§ What is being asked: Transcribe the data in full and exactly, omitting any pictures.

[Dataset excerpts Boundary: Start]

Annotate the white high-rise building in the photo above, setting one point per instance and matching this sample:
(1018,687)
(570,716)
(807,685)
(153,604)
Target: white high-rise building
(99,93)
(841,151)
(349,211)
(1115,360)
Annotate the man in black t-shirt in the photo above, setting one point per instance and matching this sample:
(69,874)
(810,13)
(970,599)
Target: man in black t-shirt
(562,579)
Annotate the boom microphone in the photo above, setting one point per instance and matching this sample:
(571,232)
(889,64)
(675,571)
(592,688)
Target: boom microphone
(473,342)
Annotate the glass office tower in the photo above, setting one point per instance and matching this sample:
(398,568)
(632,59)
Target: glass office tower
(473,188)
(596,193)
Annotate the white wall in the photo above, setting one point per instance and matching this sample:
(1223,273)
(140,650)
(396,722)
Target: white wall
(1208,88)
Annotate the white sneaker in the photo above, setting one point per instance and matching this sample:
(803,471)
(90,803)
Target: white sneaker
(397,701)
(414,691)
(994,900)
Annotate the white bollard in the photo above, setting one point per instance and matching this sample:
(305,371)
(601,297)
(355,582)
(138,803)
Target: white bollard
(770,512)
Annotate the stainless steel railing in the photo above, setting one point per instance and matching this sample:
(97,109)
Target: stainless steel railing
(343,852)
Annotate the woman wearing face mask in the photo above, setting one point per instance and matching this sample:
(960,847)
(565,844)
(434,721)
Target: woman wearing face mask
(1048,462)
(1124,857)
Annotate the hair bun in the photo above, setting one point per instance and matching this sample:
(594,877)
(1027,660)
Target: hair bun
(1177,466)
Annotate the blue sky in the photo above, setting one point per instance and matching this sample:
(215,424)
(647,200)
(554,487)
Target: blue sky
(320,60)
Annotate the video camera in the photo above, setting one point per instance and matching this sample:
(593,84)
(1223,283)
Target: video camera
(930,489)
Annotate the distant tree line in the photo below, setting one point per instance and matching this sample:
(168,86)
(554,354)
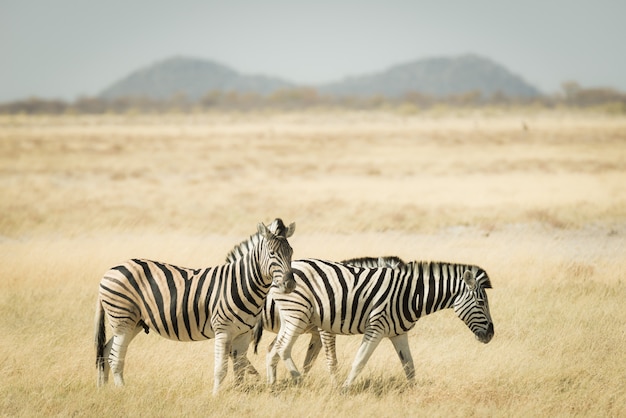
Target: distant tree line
(573,95)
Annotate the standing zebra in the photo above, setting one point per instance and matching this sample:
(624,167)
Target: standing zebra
(191,304)
(270,320)
(378,302)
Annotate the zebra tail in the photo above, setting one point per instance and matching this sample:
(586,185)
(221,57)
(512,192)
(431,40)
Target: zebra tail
(100,335)
(257,333)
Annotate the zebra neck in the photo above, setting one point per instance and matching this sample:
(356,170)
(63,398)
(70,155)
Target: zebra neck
(248,269)
(433,287)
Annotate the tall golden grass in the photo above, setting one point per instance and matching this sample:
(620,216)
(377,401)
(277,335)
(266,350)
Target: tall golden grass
(537,199)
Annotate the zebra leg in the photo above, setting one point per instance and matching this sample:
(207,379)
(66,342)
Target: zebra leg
(117,352)
(103,364)
(315,344)
(367,347)
(244,362)
(240,360)
(222,351)
(328,341)
(401,344)
(281,348)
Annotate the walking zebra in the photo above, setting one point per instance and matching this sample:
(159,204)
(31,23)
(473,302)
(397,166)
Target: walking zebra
(378,302)
(183,304)
(270,320)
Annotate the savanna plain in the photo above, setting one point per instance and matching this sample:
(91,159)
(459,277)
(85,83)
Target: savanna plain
(535,197)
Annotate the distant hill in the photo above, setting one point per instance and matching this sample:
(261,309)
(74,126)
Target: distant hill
(437,77)
(192,77)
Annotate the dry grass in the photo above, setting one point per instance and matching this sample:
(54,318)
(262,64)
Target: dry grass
(542,209)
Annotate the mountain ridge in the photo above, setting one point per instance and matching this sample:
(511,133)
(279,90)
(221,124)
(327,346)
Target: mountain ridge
(435,76)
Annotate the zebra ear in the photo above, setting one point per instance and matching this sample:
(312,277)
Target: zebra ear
(263,231)
(469,280)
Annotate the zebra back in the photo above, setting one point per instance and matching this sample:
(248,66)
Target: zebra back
(372,262)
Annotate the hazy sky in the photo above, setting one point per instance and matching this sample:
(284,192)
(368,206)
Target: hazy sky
(67,48)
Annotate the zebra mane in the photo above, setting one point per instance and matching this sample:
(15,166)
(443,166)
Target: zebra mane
(371,262)
(277,227)
(480,274)
(243,248)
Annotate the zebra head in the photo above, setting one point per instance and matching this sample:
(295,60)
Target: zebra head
(472,306)
(276,254)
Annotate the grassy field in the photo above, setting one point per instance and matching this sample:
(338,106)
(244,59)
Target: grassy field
(538,199)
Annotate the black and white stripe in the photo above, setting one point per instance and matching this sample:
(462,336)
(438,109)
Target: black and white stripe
(377,302)
(270,319)
(184,304)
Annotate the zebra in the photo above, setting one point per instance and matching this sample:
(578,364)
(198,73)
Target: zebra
(270,320)
(378,302)
(184,304)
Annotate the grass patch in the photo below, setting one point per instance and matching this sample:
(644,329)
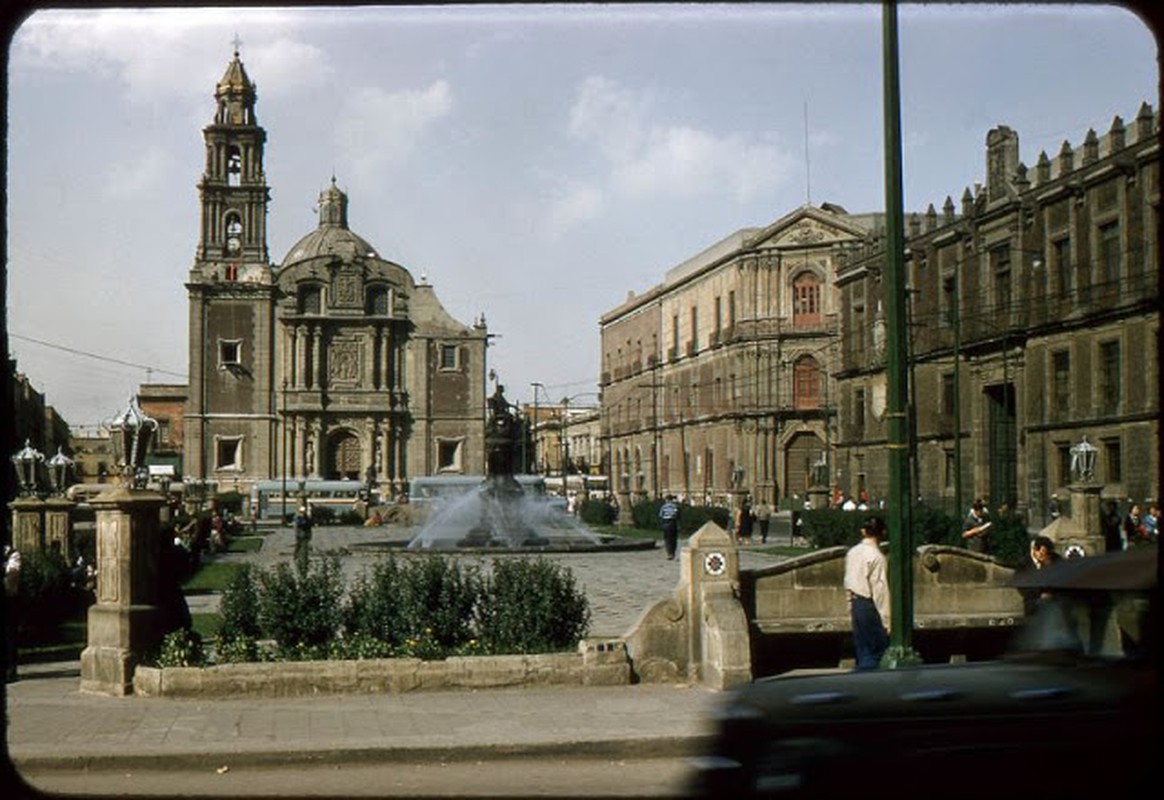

[Dataset excerpts Boundary: End]

§ Expected answer:
Annotate the white high-rise building in the photo above, setting one point per instance and matching this sample:
(1018,687)
(570,716)
(807,685)
(153,604)
Target: white high-rise building
(99,93)
(841,151)
(349,211)
(1115,360)
Annotate the man in black t-shirt in the photo above, setting one point per instance and matching this sample:
(69,874)
(810,13)
(970,599)
Target: man in black t-shirt
(562,579)
Annotate the boom microphone in the photo above, setting one point per instance and matching this sample:
(571,232)
(889,64)
(675,571)
(592,688)
Target: boom microphone
(473,342)
Annotate the glass office tower in the photo above, setting one point per instance and matching this sample:
(398,568)
(632,59)
Target: glass office tower
(473,188)
(596,193)
Annotate the white wall in the photo above, setting one point per instance and matching this sample:
(1223,273)
(140,650)
(396,722)
Target: white wall
(1208,88)
Annotate the white sneaker in the photo above, setting one point per instance and matching this sample:
(803,471)
(90,803)
Target: white sneaker
(397,701)
(414,691)
(994,900)
Annotate the white bollard in the photo above, setting one point per instance and matching this sample:
(305,371)
(601,297)
(355,582)
(138,803)
Target: white bollard
(770,512)
Annotate the stainless steel railing in the photo above, setting one point per instance and matching this sample:
(97,109)
Target: stainless steel railing
(343,852)
Annotate the woman wearing face mask in the photo above, setting one point per instance and matching this sample:
(960,847)
(565,844)
(434,721)
Target: woman wearing face mask
(1048,462)
(1124,857)
Annotate the hair bun in the photo above, setting one point per instance and matching this sample:
(594,877)
(1027,660)
Target: hair bun
(1177,466)
Annotate the blue sky in the photo above, setting one point per instance and matching this sample:
(215,424)
(647,200)
(554,487)
Target: blue sky
(320,60)
Annotate the video camera in the photo above, setting one point per instance and matching this sample:
(593,84)
(1223,283)
Target: video camera
(930,489)
Annotate the distant tree line in the photo below, setting one point per instance and matching this sample:
(168,86)
(554,354)
Target: distant tree line
(573,95)
Annotate the standing zebra in the photo above, setting one point per instance and matching this sample:
(624,167)
Target: standing zebra
(191,304)
(270,320)
(378,302)
Annotate the zebra tail in the photo above, setting one point per instance and matching this sample:
(586,185)
(221,57)
(512,192)
(431,40)
Target: zebra tail
(100,335)
(257,333)
Annotate the zebra neck in the photo above, setting one point per instance and matching this sample:
(356,170)
(63,398)
(70,155)
Target: zebra neck
(248,269)
(433,287)
Annotate the tall golden grass in the photo above, setting one point per instance and matching this sample:
(620,216)
(377,401)
(277,335)
(266,350)
Target: tall golden grass
(537,199)
Annotate the zebra leg in the photo above, setting one point per instance and matching this sample:
(207,379)
(66,342)
Target: zebra leg
(117,352)
(103,364)
(315,344)
(367,347)
(244,362)
(240,360)
(222,351)
(328,341)
(401,344)
(281,348)
Annotate the walking zebra in the photo above, setting one point per instance and matching this sample:
(159,204)
(31,23)
(473,302)
(397,166)
Target: walking zebra
(378,302)
(183,304)
(270,320)
Annotate the savanna plain in the photo above, setting one point per instance and matching this sample:
(91,159)
(459,277)
(85,83)
Target: savanna plain
(535,197)
Annotate the distant hill in the photo above, setting one point per instance and matching this sample:
(261,309)
(74,126)
Target: distant hill
(437,77)
(192,77)
Annotate the dry grass in the photo above, setting one point per instance and matching this sample:
(54,318)
(262,64)
Target: dry grass
(542,209)
Annotate the mountain ridge in the photo above, setting one point per instance and matching this sample:
(511,133)
(279,90)
(221,124)
(327,346)
Target: mountain ridge
(435,76)
Annotate the zebra ear in the photo above, setting one point per instance and matching this sample:
(312,277)
Target: zebra ear
(263,231)
(469,280)
Annotate the zebra back in the photo above, setting one point per instance and matching this sample:
(248,66)
Target: zebra back
(372,262)
Annotate the hazy sky in the photo above, setting one point per instance and matching this sample:
(284,192)
(368,206)
Target: hazy sky
(67,48)
Annotate the zebra mane in the photo above, setting one point per instance and matching this sample:
(15,166)
(443,166)
Target: zebra mane
(371,262)
(277,227)
(480,274)
(243,248)
Annotate the zebra head in the photo above, setting one point per instance and matching this sample:
(295,60)
Target: zebra head
(472,306)
(276,254)
Annotate the grassy field in the photo above, setting one point per instance and matching this sample:
(338,106)
(244,59)
Target: grassy field
(538,199)
Annotate the black and white stripe in the photo above, setting one point per instance and matching this sample:
(462,336)
(438,109)
Target: black and white stripe
(377,302)
(270,319)
(184,304)
Annotate the zebra in the photo above, setting one point per instance and matching this sample:
(578,364)
(198,73)
Target: zebra
(270,320)
(378,302)
(184,304)
Annotate the grass patch in the photo below, setting one point per instance and matching this sample:
(644,329)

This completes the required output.